═══ TEXT TO READ

Insurance and Business Vehicles
Courtesy of iii.org
Whether you own or lease a single business car or an entire fleet of commercial vehicles, you’ll need to purchase commercial auto insurance. Your insurance professional can help you weigh your risks and evaluate coverage options.
But even with insurance in place, you’ll want to take steps to prevent accidents and protect your employees and vehicles. Your business can reduce the chance of an accident by establishing and enforcing the following practices and policies.
Hard-and-fast driving rules
When it comes to the safety of employees and the protection of your vehicles, you should set certain firm driving rules that must be followed at all times, including:
- Mandatory seat belt use - Nearly every state has a seat belt law. Seat belt use helps prevent deaths and limit the severity of injuries in vehicle accidents. There is no reasonable excuse for not using a seat belt.
- Zero tolerance for intoxicants - Even one alcoholic beverage can impair a driver’s reaction time. Employees should never drink or use other intoxicants prior to using business vehicles.
- No cellphone use - Distracted driving is a leading cause of accidents, and cellphone use while driving is banned in some states. Prohibit employees from taking calls or texting while driving.

══════

### GIVEN INSTRUCTION A
Rescale the rows starting with the line that contains "Where can you see the gray" and going on through the end of the rows. Rewrite each line, requests included, and multiply every coordinate in the answers by 1.7, rounding to whole numbers with halves rounded up.

═══ DATA SECTION

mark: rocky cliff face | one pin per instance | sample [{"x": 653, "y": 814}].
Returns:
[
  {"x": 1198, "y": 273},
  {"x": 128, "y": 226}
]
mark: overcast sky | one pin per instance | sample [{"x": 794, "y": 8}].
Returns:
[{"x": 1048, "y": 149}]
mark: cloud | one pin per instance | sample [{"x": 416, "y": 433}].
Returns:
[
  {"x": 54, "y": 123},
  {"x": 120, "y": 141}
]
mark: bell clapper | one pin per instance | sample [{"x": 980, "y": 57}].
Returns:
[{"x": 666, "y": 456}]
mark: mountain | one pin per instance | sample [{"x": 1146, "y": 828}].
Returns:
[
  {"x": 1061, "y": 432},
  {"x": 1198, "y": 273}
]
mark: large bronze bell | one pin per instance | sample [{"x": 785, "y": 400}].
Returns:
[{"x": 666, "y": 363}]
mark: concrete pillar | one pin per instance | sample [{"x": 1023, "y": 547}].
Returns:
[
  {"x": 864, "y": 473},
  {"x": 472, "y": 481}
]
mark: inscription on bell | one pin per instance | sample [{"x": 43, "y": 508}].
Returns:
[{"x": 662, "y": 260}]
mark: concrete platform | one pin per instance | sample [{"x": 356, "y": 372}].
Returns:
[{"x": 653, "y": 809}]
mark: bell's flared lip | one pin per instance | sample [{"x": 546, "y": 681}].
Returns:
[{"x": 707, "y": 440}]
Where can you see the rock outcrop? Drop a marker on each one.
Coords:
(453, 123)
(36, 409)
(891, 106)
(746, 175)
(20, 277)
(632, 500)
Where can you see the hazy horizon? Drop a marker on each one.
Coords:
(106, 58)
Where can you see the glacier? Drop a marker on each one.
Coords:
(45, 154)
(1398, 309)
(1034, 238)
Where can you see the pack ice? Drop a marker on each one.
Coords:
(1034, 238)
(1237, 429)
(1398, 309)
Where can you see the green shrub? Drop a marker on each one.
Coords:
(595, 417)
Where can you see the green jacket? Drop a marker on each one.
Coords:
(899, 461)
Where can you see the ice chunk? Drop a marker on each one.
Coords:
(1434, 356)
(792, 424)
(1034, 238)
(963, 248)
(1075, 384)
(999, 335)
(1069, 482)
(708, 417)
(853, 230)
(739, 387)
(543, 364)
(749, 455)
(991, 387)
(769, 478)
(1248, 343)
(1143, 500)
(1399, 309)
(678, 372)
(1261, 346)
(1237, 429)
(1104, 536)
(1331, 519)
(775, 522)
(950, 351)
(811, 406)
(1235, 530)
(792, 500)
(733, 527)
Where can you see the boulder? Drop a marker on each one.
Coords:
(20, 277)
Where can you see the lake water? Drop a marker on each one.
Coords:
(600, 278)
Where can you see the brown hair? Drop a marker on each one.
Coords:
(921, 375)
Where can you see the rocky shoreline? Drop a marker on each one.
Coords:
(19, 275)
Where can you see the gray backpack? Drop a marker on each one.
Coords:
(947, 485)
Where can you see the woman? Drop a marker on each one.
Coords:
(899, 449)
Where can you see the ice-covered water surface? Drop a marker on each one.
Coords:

══════

### GIVEN INSTRUCTION B
According to the text on insurance and business vehicles, what is a leading cause of accidents?

### WRITTEN REPLY A
Where can you see the gray backpack? Drop a marker on each one.
Coords:
(1610, 825)
Where can you see the woman? Drop a marker on each one.
Coords:
(1528, 763)
Where can you see the ice-covered water surface? Drop a marker on each one.
Coords:

### WRITTEN REPLY B
Distracted driving